***** Estratto della pagina *****
Sulla politica italiana esiste un abisso siderale tra il mio pensiero e quello di Andrea Scanzi e, tuttavia, non posso che dirmi d’accordo con lui quando, qualche settimana fa nella trasmissione “Otto e Mezzo” ha sostenuto che, in fondo, il governo Draghi non è foriero di grandi cambiamenti rispetto al suo predecessore: «Se mi dite che abbiamo cambiato un governo, dentro una pandemia, per cambiare l’orario del Consiglio dei Ministri, comincio a ridere adesso e finisco domani». E in effetti, almeno fino a questo momento, l’unico segno di discontinuità che il governo in carica ha dato rispetto a quello precedente è stata la nomina di un Generale al posto del super commissario Arcuri, la sostituzione di un economista con un ingegnere alla Protezione Civile e, come sostenuto da Scanzi, il cambio di orario del consiglio dei ministri. Il neo premier avrebbe potuto fare di più considerando anche che è in carica da meno di un mese? Secondo me, nemmeno in dieci anni l’ex presidente della BCE, o qualsiasi altro soggetto pescato nel panorama politico e dirigenziale nazionale, sarebbe riuscito a far di più. Eppure quel “di più” richiesto al taumaturgo Draghi era soltanto l’avvio – finalmente! – di una seria campagna vaccinale e l’inserimento in un programma produttivo coerente dei soldi del Recovery Fund in arrivo da un’Unione Europea in preda, anch’essa prima di noi, al marasma dei vaccini. Anzi, a volere esternare sinceramente il mio pensiero, sono persuaso che, da come si vanno imbrodando il miserevole spessore della classe politica, i diversi problemi istituzionali, costituzionali e strutturali sul tappeto, la politica, l’economia e un’Europa vittima soprattutto della sua ottusa burocrazia, soltanto Domineddio potrebbe salvare il nostro Paese dall’implosione ideale, morale ed economica mentre annaspa nel tempestoso mare della globalizzazione.
*****
Uso delle informazioni
- 1) Nell'articolo sul governo Draghi, in quale trasmissione televisiva Andrea Scanzi ha espresso il suo giudizio sul nuovo governo?
- 2) Perché, secondo l'articolo sul governo Draghi, l'autore si dice d'accordo con Scanzi pur essendo lontanissimo dal suo pensiero politico? Rispondi in una o due frasi.
- 3) Prosegui l'articolo sul governo Draghi dopo la sua ultima frase.
***** Estratti dei dati *****
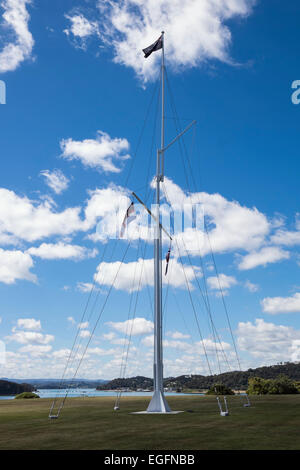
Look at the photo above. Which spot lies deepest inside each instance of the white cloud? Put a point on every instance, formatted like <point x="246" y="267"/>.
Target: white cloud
<point x="230" y="225"/>
<point x="285" y="237"/>
<point x="62" y="251"/>
<point x="23" y="219"/>
<point x="269" y="342"/>
<point x="136" y="275"/>
<point x="137" y="326"/>
<point x="36" y="350"/>
<point x="81" y="28"/>
<point x="15" y="265"/>
<point x="268" y="254"/>
<point x="84" y="286"/>
<point x="195" y="31"/>
<point x="222" y="281"/>
<point x="100" y="153"/>
<point x="251" y="287"/>
<point x="84" y="334"/>
<point x="19" y="44"/>
<point x="30" y="337"/>
<point x="177" y="335"/>
<point x="56" y="180"/>
<point x="276" y="305"/>
<point x="29" y="324"/>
*****
Risultati dell'esercizio
- 1) Nella trasmissione “Otto e Mezzo”.

- 2) Finora l'unico segno di discontinuità del governo Draghi rispetto al precedente è stato la nomina di un Generale al posto del super commissario Arcuri, la sostituzione di un economista con un ingegnere alla Protezione Civile e il cambio di orario del Consiglio dei ministri. Per questo l'autore condivide l'idea che il nuovo governo non porti grandi cambiamenti.

- 3)
In altre parole temo che l’Italia sia perduta. A meno di un miracolo.

Per arrivare a maturare cotanto convincimento, d’altronde, non c’è voluta chissà quale fine analisi, è bastato soltanto mettere uno appresso all’altro gli avvenimenti che si sono succeduti negli ultimi quarant’anni per capire dove sta andando a finire un Paese la cui classe politica, dalla caduta del Muro di Berlino in poi, non ha fatto altro che riciclarsi. Ma lo ha fatto sempre senza coraggio, posizionandosi ogni volta a metà del guado, senza mai riuscire a sostituire la vecchia identità con una che fosse nata in Italia e passabilmente coraggiosa.

Ancora non si era sedimentata la polvere prodotta dalle macerie della caduta del Muro di Berlino, che iniziò a cambiar pelle il Partito Comunista Italiano nella cosiddetta svolta della Bolognina con la quale – in un clima di generale riprovazione per le malefatte dei regimi comunisti – pensò bene di cancellare la paternità marxista dal suo certificato di nascita. Infatti, prima si trasformò in Partito Democratico della Sinistra, poi in Democratici di Sinistra e, infine, in Partito Democratico: quattro mutamenti che, fino ad oggi, non hanno prodotto nessuna, autentica, svolta culturale nella Sinistra italiana che, per diventare convintamente “democratica”, dovrebbe iniziare a misurarsi con la democrazia senza l’aiuto dei suoi infiltrati nella magistratura e nei media ma, soprattutto, dovrebbe misurarsi col male che l’affligge sin dal 1921: la “scissionite”.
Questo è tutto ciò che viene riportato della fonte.